• **Extrait fourni**
____

Ce jugement a été confirmé par un arrêt de la cour d'appel de Limoges en date du 14 septembre 2006.
Les consorts [K] ont fait l'objet de poursuites immobilières de la part de la banque Tarneaud.
Le 19 avril 2021, la banque Tarneaud a cédé sa créance au fonds commun de titrisation Ornus, ayant pour société de gestion la société Eurotitrisation, représentée par son recouvreur, la société Mcs et associés.
Le 31 mai 2021, le recouvreur précité a adressé, tant à M. [K] qu'à Mme [K], une lettre recommandée avec accusé de réception pour les aviser de la cession de créance et de la désignation de la société Mcs et associés, es qualités de recouvreur du fonds commun de titrisation (FCT) Ornus.

____

• **Lignes affichées**
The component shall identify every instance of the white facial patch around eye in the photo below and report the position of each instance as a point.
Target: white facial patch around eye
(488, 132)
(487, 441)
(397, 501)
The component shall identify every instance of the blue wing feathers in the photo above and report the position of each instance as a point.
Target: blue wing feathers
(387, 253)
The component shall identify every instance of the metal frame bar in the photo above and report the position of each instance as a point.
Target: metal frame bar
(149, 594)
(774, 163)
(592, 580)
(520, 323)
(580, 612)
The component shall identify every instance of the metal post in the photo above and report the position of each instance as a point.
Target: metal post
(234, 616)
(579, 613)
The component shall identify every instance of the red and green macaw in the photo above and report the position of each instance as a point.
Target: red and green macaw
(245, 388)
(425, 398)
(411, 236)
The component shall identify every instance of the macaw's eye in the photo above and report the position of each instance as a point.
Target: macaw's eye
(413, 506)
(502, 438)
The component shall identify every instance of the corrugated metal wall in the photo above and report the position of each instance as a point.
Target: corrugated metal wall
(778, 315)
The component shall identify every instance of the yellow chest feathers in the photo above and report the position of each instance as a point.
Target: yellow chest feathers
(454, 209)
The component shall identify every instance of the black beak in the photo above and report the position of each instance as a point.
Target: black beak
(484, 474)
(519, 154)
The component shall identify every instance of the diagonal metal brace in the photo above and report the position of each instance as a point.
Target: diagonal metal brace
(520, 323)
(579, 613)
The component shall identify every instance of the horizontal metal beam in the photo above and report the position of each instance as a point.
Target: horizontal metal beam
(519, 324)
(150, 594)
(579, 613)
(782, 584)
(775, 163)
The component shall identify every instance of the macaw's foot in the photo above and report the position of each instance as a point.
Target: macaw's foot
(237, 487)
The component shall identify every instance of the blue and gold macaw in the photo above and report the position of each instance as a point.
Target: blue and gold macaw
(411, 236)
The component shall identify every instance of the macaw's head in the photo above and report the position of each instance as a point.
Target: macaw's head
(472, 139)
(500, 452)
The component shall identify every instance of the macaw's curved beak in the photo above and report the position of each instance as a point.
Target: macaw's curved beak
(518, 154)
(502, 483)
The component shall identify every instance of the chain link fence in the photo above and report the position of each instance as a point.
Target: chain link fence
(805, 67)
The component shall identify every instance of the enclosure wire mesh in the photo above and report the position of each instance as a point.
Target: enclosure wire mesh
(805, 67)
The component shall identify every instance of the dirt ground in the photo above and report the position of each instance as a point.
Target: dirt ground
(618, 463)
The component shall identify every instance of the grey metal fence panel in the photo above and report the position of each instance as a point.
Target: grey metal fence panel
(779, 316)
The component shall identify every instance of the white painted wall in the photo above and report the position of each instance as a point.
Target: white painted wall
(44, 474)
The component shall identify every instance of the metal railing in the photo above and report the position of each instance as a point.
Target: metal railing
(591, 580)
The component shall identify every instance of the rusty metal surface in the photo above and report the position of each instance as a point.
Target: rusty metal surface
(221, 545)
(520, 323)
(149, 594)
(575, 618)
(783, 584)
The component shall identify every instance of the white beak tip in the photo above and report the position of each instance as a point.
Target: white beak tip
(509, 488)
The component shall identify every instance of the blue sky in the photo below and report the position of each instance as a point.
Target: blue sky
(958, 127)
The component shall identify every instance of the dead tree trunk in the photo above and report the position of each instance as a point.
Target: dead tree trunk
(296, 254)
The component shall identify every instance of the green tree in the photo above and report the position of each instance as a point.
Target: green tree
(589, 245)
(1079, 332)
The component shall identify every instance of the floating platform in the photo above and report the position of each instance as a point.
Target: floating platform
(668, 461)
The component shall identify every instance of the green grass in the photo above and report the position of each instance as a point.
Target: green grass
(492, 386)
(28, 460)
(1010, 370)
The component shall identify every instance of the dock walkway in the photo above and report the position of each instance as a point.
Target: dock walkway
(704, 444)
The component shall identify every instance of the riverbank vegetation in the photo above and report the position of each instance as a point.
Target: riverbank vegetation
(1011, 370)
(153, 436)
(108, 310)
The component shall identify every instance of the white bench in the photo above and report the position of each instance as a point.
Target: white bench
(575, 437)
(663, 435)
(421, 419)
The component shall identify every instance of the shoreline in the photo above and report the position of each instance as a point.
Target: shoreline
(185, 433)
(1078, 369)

____

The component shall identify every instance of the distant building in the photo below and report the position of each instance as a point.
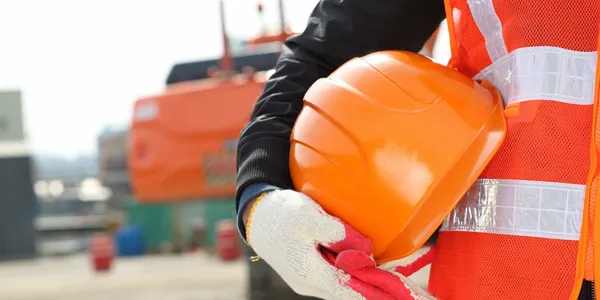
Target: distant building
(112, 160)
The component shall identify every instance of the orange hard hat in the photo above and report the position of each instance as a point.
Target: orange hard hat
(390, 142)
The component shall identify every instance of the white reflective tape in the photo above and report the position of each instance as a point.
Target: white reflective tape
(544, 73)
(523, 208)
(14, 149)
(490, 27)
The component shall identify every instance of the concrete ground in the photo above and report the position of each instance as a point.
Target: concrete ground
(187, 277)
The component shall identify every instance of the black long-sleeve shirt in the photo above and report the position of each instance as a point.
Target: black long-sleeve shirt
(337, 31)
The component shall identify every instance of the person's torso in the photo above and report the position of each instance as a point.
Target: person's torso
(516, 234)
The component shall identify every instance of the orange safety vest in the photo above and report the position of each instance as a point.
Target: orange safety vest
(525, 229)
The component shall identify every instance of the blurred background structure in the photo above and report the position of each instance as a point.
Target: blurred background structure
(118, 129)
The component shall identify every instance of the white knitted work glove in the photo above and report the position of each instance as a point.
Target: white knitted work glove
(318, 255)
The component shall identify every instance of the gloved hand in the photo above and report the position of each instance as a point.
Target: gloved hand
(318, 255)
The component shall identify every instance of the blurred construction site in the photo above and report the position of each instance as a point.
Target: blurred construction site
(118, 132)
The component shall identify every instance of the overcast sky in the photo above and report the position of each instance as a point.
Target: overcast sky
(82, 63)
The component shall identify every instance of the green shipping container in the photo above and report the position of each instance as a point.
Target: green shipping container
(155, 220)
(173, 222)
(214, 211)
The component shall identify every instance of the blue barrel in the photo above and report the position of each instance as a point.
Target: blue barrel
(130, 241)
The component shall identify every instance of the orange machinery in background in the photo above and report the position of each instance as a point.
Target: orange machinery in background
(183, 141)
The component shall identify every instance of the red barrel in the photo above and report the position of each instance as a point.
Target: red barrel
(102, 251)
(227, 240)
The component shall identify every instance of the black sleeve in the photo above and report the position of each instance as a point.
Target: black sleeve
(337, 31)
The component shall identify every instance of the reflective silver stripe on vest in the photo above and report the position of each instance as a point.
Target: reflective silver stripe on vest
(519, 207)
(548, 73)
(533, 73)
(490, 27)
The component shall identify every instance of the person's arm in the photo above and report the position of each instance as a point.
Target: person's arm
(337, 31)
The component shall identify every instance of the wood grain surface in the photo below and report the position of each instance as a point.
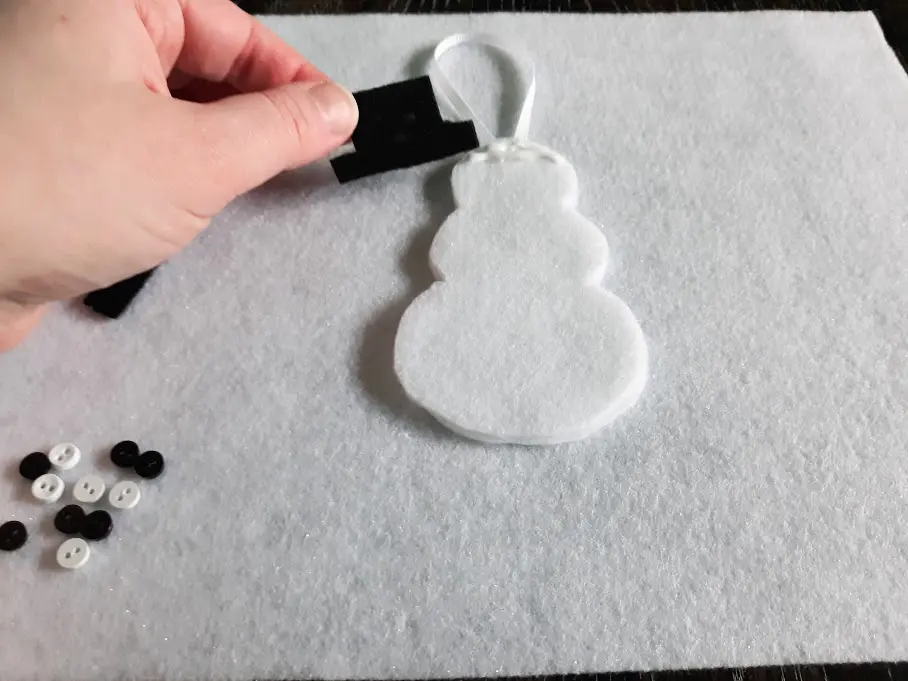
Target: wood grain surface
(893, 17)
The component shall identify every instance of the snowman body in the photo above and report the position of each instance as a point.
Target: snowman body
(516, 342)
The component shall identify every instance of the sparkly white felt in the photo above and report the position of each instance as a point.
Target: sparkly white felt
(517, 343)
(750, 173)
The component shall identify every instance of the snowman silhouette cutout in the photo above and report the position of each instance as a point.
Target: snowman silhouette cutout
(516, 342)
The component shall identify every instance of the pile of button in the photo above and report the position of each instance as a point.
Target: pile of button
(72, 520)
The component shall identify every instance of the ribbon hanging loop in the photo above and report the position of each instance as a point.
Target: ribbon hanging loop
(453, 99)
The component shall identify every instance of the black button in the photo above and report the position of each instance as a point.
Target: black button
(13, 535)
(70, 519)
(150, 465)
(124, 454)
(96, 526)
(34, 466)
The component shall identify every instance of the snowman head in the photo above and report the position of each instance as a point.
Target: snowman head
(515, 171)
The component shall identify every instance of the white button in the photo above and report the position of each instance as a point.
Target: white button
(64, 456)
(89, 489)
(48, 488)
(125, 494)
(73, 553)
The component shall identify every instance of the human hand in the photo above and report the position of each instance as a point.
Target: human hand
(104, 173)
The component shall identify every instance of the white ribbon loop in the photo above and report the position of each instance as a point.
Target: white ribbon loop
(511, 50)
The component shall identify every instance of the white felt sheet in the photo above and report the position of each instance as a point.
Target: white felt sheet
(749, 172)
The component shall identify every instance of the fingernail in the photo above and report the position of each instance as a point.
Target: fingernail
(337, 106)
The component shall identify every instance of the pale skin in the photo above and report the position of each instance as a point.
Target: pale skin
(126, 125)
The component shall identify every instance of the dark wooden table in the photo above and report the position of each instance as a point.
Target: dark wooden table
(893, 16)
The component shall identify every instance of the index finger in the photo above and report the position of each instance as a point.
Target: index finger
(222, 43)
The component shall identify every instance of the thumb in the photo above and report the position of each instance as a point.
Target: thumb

____

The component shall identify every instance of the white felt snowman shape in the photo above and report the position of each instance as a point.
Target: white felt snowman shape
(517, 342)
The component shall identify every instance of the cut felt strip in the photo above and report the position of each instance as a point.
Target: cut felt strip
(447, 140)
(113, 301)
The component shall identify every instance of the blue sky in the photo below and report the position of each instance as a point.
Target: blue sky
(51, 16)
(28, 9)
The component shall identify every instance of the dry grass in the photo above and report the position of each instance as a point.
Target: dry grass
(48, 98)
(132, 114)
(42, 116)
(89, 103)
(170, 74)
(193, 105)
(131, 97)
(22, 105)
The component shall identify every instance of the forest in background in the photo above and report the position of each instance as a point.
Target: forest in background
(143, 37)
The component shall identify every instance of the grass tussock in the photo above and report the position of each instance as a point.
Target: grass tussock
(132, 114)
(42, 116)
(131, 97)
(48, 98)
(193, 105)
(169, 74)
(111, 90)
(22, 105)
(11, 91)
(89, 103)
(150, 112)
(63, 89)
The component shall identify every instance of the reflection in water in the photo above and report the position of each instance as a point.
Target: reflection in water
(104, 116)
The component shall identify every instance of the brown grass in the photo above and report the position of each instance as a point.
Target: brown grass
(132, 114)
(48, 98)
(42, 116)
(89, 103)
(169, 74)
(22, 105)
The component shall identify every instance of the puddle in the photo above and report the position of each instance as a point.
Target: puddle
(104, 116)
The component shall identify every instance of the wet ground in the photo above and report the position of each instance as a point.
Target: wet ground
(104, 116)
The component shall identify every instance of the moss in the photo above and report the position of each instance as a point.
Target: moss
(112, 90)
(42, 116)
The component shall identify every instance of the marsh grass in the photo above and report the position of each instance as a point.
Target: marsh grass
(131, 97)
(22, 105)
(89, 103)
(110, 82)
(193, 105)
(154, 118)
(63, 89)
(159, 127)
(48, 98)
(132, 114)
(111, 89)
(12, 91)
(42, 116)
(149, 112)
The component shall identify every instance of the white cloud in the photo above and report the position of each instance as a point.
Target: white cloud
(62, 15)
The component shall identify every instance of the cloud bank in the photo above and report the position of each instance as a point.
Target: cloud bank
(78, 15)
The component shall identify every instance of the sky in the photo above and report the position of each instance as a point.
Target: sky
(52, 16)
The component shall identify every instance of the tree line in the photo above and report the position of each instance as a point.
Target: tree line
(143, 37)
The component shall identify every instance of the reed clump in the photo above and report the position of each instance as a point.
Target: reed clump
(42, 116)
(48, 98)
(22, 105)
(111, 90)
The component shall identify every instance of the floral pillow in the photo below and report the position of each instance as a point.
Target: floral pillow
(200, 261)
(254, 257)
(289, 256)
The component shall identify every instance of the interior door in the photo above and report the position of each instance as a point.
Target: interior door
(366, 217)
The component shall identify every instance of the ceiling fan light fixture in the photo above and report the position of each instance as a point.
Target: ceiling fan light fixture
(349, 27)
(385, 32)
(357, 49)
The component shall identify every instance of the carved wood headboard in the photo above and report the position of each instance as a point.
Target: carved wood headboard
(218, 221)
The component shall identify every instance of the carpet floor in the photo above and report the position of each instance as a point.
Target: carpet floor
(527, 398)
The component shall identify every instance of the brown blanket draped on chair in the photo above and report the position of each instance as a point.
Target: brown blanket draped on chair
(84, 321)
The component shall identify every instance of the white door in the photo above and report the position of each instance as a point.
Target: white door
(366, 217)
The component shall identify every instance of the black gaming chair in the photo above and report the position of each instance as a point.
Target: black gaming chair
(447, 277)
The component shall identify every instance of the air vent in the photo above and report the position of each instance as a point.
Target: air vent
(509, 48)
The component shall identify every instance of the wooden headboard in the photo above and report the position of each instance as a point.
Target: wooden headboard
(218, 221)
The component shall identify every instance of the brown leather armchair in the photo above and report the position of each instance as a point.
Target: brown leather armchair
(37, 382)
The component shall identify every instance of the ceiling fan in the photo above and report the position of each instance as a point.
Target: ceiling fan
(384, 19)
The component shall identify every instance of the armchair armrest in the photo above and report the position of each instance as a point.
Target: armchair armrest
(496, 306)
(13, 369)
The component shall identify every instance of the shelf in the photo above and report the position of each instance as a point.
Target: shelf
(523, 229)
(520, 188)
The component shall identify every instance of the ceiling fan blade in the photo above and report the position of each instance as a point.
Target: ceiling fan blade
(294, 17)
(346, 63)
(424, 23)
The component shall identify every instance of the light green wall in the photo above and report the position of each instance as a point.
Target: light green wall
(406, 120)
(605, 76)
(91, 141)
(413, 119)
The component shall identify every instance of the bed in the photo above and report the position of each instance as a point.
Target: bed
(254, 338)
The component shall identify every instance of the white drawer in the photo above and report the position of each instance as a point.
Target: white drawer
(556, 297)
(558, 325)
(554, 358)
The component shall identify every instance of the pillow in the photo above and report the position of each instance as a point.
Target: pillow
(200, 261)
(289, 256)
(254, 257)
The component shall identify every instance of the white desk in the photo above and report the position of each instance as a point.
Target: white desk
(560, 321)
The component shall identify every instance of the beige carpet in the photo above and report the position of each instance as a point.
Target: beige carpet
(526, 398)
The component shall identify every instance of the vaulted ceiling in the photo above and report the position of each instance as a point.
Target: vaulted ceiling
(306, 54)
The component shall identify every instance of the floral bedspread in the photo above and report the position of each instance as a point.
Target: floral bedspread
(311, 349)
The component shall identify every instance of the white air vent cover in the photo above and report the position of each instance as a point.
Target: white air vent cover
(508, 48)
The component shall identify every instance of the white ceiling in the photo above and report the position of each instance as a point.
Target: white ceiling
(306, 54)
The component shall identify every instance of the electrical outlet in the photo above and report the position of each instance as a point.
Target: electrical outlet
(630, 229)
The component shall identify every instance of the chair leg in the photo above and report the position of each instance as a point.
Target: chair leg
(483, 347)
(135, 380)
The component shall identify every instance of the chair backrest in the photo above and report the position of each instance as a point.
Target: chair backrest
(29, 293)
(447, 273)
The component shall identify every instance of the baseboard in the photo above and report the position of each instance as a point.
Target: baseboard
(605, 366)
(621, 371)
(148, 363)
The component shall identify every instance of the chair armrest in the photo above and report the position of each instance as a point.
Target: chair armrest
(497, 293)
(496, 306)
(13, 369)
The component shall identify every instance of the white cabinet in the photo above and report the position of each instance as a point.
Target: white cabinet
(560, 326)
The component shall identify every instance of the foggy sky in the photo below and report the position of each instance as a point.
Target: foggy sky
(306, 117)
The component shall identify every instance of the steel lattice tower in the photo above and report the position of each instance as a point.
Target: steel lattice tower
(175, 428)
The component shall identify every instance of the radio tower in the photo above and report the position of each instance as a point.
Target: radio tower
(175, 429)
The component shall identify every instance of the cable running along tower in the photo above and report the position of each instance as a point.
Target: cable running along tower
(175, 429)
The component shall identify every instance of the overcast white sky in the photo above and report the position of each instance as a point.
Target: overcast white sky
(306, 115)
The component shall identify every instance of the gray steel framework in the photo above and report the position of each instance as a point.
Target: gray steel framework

____

• **Consigne**
Indiquez si chacune des affirmations suivantes concorde avec l'extrait fourni, en répondant par oui ou par non et en citant mot pour mot les termes décisifs de l'extrait. 1. La banque Tarneaud a cédé sa créance au fonds commun de titrisation Ornus le 19 avril 2021. 2. La lettre recommandée du 31 mai 2021 n'a été envoyée qu'à M. [K]. 3. Le jugement a été confirmé par la cour d'appel de Bordeaux.

• **Corrigé**
1. Oui : « Le 19 avril 2021, la banque Tarneaud a cédé sa créance au fonds commun de titrisation Ornus ».
2. Non : « tant à M. [K] qu'à Mme [K] ».
3. Non : « un arrêt de la cour d'appel de Limoges ».